◆ **Your goal**: Having located "Reviewer check: each instance of the distant" in the records below, repeat exactly the line it is on and all subsequent lines, ending with the last.

Dataset entries START

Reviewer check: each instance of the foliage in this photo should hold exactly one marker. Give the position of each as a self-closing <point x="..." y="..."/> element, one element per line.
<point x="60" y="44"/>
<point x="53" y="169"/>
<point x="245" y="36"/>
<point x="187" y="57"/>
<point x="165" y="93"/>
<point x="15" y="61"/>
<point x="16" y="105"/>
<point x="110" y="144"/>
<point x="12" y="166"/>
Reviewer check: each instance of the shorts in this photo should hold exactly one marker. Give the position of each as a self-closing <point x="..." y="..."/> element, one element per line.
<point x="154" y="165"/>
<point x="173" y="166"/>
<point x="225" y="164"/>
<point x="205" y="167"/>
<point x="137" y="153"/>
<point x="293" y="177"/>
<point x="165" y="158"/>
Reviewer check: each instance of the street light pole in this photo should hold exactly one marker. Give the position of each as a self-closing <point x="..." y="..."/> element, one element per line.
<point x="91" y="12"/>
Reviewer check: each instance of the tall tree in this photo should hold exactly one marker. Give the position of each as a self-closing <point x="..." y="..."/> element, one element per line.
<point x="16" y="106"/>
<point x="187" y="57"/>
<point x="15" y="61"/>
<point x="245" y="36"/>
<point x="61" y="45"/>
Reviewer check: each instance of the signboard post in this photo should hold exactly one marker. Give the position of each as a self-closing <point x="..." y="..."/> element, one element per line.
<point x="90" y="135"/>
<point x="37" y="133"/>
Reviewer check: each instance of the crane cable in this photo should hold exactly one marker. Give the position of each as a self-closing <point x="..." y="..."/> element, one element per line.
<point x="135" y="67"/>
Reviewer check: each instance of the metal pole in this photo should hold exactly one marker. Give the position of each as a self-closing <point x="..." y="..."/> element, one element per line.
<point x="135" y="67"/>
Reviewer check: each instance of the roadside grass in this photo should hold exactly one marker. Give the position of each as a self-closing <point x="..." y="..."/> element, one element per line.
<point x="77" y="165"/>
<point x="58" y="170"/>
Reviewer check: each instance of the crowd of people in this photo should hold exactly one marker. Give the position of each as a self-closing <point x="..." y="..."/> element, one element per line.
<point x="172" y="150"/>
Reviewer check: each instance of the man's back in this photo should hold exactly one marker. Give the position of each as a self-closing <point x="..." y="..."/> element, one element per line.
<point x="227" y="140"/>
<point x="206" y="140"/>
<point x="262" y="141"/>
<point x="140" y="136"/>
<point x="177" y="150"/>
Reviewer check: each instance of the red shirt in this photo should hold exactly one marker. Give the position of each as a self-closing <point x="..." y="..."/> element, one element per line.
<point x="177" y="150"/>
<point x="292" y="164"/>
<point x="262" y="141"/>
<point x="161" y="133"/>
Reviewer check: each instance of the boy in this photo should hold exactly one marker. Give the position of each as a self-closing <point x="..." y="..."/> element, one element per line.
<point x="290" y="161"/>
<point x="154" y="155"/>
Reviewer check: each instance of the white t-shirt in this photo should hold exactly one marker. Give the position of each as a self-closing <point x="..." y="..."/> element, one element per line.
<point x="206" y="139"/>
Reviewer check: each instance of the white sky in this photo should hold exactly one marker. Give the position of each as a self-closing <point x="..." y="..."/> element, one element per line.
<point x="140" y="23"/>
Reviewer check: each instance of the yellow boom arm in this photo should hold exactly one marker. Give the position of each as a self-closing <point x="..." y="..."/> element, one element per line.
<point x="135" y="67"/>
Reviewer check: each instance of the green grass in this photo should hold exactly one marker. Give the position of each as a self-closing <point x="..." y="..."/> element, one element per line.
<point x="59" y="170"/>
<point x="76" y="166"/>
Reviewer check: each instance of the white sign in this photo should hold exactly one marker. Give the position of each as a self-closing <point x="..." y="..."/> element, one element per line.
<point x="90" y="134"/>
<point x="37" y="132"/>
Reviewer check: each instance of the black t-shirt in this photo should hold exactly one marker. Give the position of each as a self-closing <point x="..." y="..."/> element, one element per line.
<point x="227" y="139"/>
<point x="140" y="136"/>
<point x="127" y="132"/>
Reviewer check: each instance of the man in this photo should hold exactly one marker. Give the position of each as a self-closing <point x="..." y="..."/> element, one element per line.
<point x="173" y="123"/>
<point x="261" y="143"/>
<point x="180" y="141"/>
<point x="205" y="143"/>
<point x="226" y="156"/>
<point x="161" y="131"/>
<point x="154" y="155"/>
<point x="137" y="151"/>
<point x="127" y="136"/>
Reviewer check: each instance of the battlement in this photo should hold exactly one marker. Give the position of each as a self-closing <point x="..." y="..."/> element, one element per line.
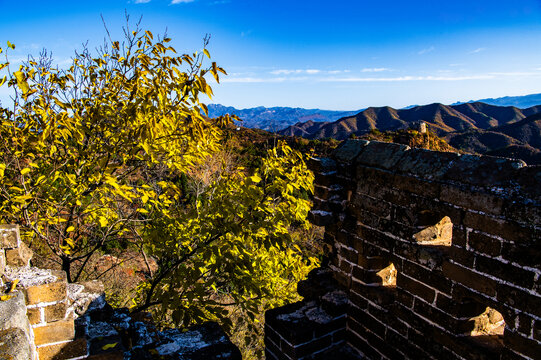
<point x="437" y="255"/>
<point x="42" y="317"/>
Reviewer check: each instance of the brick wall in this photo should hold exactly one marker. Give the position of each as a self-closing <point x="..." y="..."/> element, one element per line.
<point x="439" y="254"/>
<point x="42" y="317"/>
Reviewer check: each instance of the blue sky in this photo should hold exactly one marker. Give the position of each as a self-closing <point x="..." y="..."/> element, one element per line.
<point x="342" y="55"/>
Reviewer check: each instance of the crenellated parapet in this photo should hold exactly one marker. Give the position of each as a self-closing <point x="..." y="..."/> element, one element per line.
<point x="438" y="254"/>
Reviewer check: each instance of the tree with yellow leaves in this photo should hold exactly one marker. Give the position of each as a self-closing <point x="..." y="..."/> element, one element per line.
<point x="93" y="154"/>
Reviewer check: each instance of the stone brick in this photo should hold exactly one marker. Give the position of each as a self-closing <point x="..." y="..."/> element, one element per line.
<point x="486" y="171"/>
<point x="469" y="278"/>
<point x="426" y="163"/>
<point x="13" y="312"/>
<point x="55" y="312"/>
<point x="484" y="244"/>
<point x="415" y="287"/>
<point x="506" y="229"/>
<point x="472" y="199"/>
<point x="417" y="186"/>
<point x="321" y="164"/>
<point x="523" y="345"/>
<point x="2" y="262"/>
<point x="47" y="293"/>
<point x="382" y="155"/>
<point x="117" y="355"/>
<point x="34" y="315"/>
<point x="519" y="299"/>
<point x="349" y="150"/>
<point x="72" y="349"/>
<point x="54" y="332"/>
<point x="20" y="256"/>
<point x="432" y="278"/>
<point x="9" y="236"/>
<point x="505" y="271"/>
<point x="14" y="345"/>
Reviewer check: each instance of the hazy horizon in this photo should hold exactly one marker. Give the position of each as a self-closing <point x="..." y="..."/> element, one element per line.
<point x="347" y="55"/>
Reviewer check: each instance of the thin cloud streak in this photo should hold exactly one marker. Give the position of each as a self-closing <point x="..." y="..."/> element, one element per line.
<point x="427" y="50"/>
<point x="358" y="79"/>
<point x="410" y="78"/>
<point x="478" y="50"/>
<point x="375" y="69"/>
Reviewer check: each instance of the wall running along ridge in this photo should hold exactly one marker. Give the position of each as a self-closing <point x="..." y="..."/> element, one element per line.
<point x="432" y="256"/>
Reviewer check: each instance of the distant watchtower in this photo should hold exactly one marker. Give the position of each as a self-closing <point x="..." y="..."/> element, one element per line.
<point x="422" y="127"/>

Dataset entries END

◆ **Result of the task**:
Reviewer check: each instance of the distant watchtower in this photo should hold exactly one marker. Give the position of each as a self-closing <point x="..." y="..."/> element, one element per line.
<point x="422" y="127"/>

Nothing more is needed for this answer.